Source text:
But I think [Hedorah contains] the second message [of the Godzilla series], the environmental problem. It is the 1[1]th program of the Godzilla [series]. At the time, Tanaka asked me to think about the theme of the new Godzilla movie, so, at that time, [there were problems like] air pollution and things like that. I asked him, “Is it OK to make a pollution monster?” He said OK because the government also said the environmental problem is very important.

But the mayor of Fuji City belonged to the Socialist Party. A man in [Toho’s] PR section said, “Let us have an interview with the mayor,” in the beginning. But the influence was so big [that] the pressure from the top came down. So I tried to film in the location in Fuji City [quickly], because we may have been stopped! (laughs) There were such stories behind it.

DF: For years, I’ve wondered: I can’t tell if I’ve spotted a blooper in the film or not. There’s a scene where Hedorah fires a splat of sludge at Godzilla, and Godzilla takes his right hand and covers his eye. I think he’s protecting that eye. But, in the very next shot of him, [the other] hand is up, and [the right] eye is damaged. Is that an error in the film, or am I misinterpreting it?

YB: Of course, Godzilla’s eyes are a key factor in fighting Hedorah. However, I think fans have just overreacted to Godzilla’s action rather than its being a mistake. If  [there was a mistake], we would have shot the scene again.

Information shown:

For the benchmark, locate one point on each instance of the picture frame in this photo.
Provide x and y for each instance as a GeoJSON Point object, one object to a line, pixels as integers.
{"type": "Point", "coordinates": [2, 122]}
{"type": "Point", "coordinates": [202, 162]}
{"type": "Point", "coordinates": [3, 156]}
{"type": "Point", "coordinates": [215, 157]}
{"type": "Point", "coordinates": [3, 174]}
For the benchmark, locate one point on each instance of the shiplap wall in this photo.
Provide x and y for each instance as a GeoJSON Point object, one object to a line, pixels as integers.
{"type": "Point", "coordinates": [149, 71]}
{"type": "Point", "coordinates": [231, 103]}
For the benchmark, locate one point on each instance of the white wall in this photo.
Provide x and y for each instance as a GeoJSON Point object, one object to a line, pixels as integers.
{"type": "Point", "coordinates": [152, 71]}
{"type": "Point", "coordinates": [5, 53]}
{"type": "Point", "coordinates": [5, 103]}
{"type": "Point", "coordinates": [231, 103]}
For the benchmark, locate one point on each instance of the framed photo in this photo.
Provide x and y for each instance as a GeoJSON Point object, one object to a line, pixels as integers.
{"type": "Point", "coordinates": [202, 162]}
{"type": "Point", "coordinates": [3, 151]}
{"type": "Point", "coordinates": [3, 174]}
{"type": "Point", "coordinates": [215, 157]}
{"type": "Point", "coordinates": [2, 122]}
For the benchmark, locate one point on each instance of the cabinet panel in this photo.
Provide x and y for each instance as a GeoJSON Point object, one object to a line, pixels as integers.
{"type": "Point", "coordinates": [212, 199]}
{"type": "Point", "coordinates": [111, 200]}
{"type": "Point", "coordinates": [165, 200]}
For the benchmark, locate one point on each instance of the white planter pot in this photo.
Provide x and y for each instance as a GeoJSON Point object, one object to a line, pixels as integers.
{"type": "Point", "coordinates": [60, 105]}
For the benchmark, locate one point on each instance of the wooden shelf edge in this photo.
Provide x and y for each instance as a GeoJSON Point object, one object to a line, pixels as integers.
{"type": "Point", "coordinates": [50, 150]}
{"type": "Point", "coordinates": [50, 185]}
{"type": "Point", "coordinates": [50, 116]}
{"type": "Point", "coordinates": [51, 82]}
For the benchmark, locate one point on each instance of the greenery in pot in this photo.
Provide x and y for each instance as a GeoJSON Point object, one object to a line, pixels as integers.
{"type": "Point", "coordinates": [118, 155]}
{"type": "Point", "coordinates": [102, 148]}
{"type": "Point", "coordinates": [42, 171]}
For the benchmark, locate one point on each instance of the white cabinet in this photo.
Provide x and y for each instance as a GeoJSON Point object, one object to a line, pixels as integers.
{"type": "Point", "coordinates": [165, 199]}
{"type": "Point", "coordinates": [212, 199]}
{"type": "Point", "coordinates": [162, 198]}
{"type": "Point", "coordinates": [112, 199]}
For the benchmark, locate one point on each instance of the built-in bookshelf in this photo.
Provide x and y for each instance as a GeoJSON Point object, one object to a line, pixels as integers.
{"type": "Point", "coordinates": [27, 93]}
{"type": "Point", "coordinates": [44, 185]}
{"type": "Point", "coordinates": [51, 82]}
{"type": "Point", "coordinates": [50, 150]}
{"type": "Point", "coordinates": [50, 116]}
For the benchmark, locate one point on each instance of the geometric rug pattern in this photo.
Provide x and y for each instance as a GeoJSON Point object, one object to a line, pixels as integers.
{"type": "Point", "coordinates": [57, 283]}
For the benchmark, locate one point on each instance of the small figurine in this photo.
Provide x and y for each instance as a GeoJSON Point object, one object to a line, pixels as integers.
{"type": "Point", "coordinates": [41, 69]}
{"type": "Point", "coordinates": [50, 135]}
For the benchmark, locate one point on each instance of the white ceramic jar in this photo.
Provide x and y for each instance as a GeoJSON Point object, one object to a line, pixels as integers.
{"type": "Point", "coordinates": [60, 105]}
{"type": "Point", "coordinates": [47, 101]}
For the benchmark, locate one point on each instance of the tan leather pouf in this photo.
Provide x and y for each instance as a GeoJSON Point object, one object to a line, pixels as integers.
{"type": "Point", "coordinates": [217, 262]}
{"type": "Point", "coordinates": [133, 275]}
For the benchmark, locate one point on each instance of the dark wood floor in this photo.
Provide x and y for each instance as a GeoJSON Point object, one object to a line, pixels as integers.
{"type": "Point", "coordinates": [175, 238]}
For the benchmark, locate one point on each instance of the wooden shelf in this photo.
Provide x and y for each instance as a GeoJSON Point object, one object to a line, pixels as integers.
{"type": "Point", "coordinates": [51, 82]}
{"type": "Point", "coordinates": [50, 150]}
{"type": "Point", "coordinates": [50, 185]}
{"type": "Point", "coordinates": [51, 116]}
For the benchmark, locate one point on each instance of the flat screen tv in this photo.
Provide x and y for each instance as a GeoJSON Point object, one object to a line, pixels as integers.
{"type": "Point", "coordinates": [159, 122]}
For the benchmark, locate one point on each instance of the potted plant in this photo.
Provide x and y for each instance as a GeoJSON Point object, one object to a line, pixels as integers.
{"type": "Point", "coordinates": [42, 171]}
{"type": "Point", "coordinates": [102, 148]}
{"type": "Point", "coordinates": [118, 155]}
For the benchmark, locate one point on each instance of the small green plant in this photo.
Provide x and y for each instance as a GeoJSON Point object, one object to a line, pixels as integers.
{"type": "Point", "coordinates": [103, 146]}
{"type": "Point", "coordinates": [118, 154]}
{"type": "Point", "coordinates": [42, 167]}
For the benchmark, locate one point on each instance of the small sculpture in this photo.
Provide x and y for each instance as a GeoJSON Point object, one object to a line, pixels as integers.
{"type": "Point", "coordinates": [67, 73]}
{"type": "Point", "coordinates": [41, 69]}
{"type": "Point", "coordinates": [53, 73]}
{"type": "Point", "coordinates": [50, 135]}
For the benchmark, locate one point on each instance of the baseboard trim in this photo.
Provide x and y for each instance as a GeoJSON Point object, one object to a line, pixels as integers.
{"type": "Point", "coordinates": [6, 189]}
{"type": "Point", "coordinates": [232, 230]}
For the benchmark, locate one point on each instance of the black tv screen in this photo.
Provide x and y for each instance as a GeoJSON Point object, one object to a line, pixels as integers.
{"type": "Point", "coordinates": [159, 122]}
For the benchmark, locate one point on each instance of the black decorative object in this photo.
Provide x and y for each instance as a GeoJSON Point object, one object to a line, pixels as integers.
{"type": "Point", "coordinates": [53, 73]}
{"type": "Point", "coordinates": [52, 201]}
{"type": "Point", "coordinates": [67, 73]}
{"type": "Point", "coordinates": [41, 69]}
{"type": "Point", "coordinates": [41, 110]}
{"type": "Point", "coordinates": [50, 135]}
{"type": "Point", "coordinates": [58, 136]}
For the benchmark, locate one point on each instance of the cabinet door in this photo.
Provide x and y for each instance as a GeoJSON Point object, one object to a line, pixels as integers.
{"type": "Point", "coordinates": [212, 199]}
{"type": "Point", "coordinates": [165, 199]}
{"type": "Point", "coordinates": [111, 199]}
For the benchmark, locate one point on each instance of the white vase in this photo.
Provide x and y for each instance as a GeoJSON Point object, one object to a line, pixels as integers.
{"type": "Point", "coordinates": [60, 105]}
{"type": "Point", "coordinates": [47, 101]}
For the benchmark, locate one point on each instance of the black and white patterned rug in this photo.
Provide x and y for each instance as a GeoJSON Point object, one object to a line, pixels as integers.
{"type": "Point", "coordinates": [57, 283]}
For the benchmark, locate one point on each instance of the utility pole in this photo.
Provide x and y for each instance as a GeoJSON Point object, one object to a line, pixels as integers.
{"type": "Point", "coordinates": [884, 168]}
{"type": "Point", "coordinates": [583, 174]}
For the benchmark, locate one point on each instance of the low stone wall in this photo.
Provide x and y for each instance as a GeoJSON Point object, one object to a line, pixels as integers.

What is expected: Please pick up the interview about filming the Godzilla movie with Hedorah and continue it from its last sentence.

Task answer:
I forgot to say one thing. Toshio Shiba is killed by Hedorah. I think it was a totally different style of  making the Godzilla series. I intentionally did it. A lot of people dying easily — that is the powerful and fearsome phenomenon of the environmental problem, and pollution is getting bigger and bigger.

BH: The person who co-wrote the screenplay is Takeshi Kimura, otherwise known as Kaoru Mabuchi. He’s certainly one of the most interesting people who’s ever worked on the Godzilla series. I just wanted to know about your working relationship with Mr. Kimura, writing the screenplay.

YB: At the beginning, Mr. Kimura was brought in by Mr. Tanaka. He had done a lot of scriptwriting for a number of SFX films. For this script, what he brought to me was basically unworthy. It was terrible at the beginning. So I rewrote the whole thing. I said to him, “You’re not really getting sincere about this. You’re not working hard to make this thing work.” As we worked together, and, as I rewrote it for him, Mr. Kimura gradually got onboard and started writing better things. Up to that point, he hadn’t been very successful. So our working experience at the beginning wasn’t very good, but it got better as Mr. Kimura got onboard and decided that this was going to be something worthwhile.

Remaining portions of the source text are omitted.